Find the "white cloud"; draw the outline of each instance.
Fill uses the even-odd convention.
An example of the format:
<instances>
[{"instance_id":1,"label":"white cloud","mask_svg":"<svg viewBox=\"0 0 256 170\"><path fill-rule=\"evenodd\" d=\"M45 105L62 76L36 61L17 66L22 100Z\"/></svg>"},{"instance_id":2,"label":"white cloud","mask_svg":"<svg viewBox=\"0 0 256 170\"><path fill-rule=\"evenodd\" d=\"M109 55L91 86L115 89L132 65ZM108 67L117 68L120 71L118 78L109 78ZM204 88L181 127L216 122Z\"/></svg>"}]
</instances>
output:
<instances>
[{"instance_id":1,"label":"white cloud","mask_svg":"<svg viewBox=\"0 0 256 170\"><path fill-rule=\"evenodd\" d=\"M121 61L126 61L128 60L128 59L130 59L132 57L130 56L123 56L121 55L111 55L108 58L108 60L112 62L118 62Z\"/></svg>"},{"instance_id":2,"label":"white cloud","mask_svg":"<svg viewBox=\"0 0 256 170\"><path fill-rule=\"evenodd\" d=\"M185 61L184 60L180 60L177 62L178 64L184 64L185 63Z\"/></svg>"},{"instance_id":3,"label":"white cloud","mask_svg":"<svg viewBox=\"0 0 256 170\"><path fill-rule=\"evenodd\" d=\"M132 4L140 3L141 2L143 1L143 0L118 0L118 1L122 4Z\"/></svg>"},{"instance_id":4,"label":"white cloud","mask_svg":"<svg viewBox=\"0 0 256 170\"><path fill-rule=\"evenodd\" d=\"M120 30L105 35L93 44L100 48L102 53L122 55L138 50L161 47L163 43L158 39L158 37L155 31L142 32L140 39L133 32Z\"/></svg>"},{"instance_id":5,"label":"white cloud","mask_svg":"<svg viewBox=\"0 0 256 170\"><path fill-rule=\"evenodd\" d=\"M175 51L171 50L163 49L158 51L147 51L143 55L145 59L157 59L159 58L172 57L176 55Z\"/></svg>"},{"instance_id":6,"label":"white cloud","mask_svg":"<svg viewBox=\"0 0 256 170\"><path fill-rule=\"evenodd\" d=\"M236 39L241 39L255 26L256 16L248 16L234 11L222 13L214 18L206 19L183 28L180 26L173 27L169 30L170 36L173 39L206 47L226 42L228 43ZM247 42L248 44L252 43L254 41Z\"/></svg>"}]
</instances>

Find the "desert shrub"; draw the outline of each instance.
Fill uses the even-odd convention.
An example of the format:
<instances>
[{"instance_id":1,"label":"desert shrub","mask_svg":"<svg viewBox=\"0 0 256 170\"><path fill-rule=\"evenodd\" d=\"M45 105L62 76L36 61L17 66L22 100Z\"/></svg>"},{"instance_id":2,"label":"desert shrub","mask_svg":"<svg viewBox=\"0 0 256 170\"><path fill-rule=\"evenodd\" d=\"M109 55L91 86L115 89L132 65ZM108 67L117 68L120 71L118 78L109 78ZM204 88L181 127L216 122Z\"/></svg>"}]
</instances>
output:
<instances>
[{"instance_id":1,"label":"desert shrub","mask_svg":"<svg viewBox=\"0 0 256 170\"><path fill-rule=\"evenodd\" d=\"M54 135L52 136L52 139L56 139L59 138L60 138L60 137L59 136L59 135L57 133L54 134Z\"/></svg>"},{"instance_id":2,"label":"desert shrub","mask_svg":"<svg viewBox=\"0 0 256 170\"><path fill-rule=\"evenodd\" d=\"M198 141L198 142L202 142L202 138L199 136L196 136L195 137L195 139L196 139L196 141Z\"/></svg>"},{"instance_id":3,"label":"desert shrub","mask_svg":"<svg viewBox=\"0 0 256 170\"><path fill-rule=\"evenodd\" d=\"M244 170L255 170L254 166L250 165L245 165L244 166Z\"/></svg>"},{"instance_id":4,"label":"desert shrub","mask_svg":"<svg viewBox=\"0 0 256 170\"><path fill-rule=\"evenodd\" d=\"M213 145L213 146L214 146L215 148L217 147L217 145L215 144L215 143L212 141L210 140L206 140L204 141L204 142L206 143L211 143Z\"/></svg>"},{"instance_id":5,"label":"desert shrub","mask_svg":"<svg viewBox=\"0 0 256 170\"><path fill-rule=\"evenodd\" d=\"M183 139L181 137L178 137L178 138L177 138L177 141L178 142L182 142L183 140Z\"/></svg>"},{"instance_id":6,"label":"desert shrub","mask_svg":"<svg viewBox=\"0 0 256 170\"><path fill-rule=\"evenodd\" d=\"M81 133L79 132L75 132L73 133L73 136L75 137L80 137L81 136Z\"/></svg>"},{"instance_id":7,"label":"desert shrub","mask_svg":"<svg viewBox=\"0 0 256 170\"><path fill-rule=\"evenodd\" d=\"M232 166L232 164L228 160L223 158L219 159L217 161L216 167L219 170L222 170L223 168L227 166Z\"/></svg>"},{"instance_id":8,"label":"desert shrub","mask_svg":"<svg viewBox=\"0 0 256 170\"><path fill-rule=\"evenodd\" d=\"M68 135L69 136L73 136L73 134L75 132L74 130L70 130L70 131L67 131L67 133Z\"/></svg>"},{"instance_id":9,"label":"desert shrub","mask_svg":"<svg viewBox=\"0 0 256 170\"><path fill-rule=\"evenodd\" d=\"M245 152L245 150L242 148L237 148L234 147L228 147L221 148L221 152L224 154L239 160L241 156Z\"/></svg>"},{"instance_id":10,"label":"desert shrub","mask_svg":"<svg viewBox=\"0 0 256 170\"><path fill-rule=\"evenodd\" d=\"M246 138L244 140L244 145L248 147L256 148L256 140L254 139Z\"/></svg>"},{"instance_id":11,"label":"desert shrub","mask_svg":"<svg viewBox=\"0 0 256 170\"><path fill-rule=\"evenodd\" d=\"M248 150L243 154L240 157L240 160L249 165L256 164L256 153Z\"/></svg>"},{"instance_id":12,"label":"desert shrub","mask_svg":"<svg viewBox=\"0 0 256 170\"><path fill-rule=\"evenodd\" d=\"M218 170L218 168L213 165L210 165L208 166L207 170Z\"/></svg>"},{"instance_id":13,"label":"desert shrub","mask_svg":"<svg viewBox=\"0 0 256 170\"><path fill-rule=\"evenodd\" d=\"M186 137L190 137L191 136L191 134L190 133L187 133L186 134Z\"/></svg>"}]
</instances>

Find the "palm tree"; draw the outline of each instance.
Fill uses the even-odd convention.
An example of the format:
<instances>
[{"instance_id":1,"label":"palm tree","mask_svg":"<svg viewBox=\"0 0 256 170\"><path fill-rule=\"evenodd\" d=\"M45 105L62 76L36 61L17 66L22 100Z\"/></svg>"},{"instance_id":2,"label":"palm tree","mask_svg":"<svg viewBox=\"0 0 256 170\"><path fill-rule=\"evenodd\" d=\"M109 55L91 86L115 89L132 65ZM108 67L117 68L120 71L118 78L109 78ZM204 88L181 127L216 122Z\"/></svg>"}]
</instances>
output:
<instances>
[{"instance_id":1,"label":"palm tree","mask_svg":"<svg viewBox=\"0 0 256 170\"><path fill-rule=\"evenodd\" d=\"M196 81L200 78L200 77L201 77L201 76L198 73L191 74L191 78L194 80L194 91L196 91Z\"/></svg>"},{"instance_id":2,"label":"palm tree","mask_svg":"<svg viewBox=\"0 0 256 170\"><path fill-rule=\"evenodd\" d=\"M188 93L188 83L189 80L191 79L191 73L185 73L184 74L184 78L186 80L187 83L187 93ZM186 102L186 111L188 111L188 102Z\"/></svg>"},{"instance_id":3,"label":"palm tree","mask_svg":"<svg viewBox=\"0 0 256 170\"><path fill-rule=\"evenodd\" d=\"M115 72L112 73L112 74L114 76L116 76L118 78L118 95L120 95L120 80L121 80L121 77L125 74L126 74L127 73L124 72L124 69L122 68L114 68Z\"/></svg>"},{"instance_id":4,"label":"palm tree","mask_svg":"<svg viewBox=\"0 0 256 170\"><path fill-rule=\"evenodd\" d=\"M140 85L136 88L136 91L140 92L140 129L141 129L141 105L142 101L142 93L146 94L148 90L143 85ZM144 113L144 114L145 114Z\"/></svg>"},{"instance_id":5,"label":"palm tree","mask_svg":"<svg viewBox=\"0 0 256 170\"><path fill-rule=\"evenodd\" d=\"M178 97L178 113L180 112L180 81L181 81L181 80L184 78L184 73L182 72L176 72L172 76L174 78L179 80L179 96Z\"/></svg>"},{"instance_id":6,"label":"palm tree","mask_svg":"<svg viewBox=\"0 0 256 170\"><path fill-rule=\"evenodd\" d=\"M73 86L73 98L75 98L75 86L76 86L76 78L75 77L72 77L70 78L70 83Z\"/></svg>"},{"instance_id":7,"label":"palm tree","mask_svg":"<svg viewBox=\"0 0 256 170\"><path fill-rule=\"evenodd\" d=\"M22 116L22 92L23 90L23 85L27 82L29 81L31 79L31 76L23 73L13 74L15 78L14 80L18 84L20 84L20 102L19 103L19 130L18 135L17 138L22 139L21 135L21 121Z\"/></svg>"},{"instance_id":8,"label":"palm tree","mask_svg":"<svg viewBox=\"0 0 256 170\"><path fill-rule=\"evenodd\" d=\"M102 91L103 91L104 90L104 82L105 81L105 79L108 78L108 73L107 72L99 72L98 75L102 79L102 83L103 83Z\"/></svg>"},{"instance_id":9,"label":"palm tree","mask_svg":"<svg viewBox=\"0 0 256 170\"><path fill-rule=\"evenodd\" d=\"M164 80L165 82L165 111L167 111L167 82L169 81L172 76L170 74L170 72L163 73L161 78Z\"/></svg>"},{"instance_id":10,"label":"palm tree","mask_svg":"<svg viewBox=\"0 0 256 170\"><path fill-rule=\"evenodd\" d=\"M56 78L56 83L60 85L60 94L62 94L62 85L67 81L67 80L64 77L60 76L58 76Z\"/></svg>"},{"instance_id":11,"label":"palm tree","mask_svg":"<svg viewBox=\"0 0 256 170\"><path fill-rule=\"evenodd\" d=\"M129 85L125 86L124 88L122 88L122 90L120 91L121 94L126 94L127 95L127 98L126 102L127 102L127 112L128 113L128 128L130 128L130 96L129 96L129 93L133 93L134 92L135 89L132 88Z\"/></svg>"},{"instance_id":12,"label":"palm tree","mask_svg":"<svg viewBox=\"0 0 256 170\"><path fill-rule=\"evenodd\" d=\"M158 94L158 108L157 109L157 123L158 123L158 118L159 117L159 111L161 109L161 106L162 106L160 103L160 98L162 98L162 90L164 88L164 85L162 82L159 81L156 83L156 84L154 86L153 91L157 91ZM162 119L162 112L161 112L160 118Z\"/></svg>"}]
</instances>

• GIVEN PROBLEM
Pull out each line of the listing above that contains the word "outline" and copy it in full. Matches must have the same uppercase and lowercase letters.

• REPLY TO THE EXERCISE
Find the "white cloud"; draw the outline of each instance.
Find the "desert shrub"; draw the outline of each instance.
Find the "palm tree"; draw the outline of each instance.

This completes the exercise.